In Example 1, the insulating film is of a two-layer type. The element is configured by laminating in the order of substrate—first organic insulating film—second organic insulating film—comb electrodes—horizontally aligned liquid crystal-containing liquid crystal layer—alignment film. In the liquid crystal display element of Example 1, the organic insulating film is in direct contact with the horizontally aligned liquid crystal in portions where there are no comb electrodes.

Next, a method of manufacturing the liquid crystal display element in Example 1 is described.

In Example 1, a glass substrate was used as the first substrate. The above-described organic insulating film composition (P-1) was applied onto the first substrate by a spin coating process and preliminarily dried on a hot plate at 80° C. for 1 minute. After that, the composition was baked in a clean oven at 230° C. for 60 minutes to form the first organic insulating film with a thickness of 3 μm.

Then, the above-described organic insulating film composition (H-1) was applied onto the first organic insulating film by a printing process and preliminarily dried on a hot plate at 80° C. for 2 minutes. After that, the composition was baked in a clean oven at 240° C. for 30 minutes to form the second organic insulating film with a thickness of 150 nm on the first organic insulating film.
----------
■ **Jobs**:
• A. In the passage on the liquid crystal display element, substitute "slit coating process" for "printing process" and write out the part that opens with the words containing "Then, the above-described" and closes with "organic insulating film.".
• B. Restate as a bulleted list the paragraph of the passage on the liquid crystal display element that begins "In Example 1, a glass substrate was used", keeping its main facts.
• C. Answer these questions from the passage on the liquid crystal display element:
(i) Where there are no comb electrodes, what is the organic insulating film in direct contact with?
(ii) How thick is the first organic insulating film?
(iii) How long was the composition (H-1) baked in the clean oven?
----------
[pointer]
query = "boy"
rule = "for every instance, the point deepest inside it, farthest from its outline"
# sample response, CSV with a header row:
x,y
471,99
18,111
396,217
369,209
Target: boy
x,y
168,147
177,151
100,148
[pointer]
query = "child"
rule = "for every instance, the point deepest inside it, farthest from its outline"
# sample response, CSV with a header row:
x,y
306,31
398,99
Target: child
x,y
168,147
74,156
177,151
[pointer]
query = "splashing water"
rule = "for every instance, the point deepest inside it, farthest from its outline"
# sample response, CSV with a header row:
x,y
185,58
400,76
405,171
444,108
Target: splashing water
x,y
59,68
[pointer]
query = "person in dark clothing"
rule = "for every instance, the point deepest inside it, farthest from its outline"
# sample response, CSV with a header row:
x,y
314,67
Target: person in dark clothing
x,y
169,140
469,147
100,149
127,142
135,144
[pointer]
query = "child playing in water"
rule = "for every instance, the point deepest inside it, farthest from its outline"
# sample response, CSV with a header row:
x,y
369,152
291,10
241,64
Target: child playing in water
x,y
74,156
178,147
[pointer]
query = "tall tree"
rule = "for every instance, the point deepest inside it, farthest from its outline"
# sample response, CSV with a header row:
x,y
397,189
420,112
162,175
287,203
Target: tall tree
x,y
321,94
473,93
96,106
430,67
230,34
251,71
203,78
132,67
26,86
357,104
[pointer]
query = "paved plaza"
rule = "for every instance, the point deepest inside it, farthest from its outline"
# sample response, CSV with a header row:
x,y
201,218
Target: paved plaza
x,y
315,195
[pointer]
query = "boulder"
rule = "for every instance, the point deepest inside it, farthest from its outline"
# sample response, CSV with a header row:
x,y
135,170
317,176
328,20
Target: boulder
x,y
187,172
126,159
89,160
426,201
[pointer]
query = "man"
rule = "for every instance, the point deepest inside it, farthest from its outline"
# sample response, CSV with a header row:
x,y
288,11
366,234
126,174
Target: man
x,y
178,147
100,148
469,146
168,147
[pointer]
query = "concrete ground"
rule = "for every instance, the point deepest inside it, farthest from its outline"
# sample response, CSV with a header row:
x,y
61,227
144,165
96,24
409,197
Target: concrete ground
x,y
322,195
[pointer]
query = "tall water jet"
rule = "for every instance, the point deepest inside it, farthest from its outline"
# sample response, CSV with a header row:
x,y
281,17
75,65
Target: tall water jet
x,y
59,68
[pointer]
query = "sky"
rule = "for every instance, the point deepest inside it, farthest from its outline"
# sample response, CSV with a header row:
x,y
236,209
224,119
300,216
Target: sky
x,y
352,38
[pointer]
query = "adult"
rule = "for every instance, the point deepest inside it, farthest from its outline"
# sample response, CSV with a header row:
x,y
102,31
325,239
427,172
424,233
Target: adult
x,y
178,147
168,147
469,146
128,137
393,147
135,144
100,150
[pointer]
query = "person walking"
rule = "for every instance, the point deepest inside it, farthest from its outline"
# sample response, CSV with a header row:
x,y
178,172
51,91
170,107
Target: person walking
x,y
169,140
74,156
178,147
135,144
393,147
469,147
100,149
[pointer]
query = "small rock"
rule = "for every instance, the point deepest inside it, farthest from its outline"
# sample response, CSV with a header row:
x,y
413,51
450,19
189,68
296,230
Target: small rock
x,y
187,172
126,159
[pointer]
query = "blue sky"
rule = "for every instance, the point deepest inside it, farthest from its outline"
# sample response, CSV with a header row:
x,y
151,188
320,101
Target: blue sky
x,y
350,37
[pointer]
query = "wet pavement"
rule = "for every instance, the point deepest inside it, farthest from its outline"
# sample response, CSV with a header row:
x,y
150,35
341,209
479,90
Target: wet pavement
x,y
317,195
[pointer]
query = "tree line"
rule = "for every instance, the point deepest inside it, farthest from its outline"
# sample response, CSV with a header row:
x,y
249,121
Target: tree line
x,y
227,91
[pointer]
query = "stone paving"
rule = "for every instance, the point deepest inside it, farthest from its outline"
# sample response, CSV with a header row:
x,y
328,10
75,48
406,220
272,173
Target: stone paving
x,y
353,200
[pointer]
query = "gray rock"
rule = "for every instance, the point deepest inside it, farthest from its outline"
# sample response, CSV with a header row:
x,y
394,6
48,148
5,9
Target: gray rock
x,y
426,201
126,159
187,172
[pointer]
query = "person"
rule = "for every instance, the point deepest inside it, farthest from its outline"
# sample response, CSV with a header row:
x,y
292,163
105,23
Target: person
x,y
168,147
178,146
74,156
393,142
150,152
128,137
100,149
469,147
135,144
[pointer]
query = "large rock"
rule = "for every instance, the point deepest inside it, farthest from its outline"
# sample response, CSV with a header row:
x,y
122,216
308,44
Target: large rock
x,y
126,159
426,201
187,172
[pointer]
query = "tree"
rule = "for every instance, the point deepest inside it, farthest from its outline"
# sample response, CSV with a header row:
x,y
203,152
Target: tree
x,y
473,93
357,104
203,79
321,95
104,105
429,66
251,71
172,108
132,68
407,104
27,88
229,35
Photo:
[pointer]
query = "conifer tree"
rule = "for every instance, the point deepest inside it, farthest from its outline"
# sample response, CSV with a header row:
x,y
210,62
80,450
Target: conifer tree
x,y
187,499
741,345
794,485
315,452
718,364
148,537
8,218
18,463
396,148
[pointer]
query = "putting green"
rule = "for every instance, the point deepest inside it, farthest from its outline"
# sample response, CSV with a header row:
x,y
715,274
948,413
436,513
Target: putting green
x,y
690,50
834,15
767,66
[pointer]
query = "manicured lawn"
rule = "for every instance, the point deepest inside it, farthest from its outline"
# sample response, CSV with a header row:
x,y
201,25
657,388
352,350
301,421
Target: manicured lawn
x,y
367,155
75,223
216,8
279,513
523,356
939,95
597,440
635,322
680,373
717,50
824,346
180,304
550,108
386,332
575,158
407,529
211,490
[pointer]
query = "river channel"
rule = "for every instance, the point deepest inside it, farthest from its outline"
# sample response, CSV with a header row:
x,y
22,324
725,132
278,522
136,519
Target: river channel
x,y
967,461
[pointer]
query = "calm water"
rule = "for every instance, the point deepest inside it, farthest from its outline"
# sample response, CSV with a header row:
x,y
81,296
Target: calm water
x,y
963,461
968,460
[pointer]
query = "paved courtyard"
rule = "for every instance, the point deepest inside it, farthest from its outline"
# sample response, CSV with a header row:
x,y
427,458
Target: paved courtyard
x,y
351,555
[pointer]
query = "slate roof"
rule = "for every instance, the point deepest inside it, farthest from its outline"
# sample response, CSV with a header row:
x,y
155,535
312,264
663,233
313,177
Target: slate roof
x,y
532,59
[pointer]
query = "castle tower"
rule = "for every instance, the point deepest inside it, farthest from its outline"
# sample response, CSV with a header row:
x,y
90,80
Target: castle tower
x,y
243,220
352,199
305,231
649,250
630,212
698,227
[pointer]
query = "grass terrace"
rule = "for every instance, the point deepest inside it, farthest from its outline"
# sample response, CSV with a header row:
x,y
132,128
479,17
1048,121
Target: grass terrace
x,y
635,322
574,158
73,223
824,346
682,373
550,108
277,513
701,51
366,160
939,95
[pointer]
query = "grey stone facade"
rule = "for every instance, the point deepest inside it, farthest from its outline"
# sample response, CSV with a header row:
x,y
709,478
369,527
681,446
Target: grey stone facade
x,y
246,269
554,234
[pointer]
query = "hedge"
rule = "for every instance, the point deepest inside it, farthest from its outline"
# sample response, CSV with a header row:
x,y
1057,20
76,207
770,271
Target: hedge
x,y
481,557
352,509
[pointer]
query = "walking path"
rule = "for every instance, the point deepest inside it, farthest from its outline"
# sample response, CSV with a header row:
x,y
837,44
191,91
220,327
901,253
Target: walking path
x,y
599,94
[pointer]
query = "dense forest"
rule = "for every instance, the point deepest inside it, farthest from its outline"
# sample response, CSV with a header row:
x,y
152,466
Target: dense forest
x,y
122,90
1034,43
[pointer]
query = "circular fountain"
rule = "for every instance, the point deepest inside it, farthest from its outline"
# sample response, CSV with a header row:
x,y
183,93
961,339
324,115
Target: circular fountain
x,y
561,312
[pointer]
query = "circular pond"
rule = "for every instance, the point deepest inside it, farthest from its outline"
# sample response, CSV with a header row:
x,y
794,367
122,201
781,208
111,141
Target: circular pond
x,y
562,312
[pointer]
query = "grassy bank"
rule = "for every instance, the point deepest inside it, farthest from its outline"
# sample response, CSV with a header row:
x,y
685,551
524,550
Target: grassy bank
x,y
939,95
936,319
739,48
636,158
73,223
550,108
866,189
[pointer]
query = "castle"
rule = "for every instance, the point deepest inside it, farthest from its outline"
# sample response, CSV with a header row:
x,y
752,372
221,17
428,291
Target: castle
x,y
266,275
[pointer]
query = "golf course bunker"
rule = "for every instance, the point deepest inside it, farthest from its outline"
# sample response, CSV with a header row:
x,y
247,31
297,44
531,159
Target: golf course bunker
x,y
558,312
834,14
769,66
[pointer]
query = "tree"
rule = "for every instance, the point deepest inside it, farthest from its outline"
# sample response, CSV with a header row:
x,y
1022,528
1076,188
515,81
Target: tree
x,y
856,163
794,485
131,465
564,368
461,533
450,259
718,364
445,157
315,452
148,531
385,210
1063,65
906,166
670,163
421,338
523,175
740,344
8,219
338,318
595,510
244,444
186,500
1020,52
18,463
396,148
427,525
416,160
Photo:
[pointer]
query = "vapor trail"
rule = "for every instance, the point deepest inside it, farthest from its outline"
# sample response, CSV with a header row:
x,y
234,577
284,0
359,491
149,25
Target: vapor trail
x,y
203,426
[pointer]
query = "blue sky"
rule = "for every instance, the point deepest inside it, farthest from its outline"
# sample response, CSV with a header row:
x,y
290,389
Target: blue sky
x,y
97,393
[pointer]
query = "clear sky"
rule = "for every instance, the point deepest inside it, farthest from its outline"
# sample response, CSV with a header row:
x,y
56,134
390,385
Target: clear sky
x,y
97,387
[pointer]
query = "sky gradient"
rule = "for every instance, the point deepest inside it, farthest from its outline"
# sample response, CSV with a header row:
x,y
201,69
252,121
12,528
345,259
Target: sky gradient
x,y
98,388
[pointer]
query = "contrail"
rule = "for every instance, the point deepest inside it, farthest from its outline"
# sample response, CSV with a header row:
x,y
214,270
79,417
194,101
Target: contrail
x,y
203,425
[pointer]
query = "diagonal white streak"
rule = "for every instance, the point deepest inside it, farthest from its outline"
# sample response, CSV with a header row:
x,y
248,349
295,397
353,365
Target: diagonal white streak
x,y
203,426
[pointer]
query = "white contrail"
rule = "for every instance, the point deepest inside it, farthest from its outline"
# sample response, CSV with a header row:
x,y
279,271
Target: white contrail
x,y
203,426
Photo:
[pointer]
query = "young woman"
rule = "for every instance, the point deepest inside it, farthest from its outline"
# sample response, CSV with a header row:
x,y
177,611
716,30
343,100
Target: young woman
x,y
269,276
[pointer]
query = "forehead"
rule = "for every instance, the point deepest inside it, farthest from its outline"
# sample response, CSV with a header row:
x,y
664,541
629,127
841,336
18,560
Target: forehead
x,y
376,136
----------
■ **Solutions in order**:
• A.
Then, the above-described organic insulating film composition (H-1) was applied onto the first organic insulating film by a slit coating process and preliminarily dried on a hot plate at 80° C. for 2 minutes. After that, the composition was baked in a clean oven at 240° C. for 30 minutes to form the second organic insulating film with a thickness of 150 nm on the first organic insulating film.

• B.
- First substrate: a glass substrate.
- Composition (P-1) applied onto it by spin coating.
- Preliminary drying: hot plate, 80° C., 1 minute.
- Baking: clean oven, 230° C., 60 minutes.
- Result: first organic insulating film, 3 μm thick.

• C.
(i) The horizontally aligned liquid crystal.
(ii) 3 μm.
(iii) 30 minutes.